Given entries:
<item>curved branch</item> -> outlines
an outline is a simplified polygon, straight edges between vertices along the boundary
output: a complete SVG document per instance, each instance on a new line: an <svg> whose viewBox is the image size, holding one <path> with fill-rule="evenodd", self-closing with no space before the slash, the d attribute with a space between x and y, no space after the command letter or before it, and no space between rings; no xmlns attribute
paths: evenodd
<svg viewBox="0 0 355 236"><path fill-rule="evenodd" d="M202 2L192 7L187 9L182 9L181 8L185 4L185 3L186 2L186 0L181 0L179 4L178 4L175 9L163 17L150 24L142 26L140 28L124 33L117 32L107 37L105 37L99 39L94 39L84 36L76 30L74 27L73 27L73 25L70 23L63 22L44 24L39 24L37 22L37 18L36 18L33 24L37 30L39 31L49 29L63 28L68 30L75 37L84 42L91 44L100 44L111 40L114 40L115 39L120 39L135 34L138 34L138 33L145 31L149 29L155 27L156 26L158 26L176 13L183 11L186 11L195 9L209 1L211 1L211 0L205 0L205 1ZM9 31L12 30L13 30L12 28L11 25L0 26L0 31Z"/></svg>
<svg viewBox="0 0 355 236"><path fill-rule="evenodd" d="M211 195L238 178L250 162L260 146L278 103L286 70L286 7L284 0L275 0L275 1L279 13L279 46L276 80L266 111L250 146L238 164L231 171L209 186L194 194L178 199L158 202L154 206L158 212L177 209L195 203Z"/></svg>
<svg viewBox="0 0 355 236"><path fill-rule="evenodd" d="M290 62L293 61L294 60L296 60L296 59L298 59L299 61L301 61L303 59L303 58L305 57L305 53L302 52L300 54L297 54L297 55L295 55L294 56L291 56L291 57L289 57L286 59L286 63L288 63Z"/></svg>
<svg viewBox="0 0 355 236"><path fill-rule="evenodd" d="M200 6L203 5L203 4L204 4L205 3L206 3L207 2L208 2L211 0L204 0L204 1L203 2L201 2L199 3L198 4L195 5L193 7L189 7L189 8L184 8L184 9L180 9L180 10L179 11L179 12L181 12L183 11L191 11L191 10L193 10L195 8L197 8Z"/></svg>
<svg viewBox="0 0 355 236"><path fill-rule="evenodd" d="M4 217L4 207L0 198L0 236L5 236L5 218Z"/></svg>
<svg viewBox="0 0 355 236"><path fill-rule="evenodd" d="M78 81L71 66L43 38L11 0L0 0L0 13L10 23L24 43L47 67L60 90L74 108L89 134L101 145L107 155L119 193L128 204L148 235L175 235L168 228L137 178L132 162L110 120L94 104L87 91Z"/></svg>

Your instructions:
List every line from the items above that contains the word "between", paying attention to case.

Problem solution:
an outline is a simplified polygon, straight edges between vertices along the boundary
output: a complete SVG document per instance, each instance on a new line: an <svg> whose viewBox is the image size, holding one <path> with fill-rule="evenodd", self-closing with no space before the slash, the d attribute with a space between x and y, no space after the command letter or before it, and no space between rings; no xmlns attribute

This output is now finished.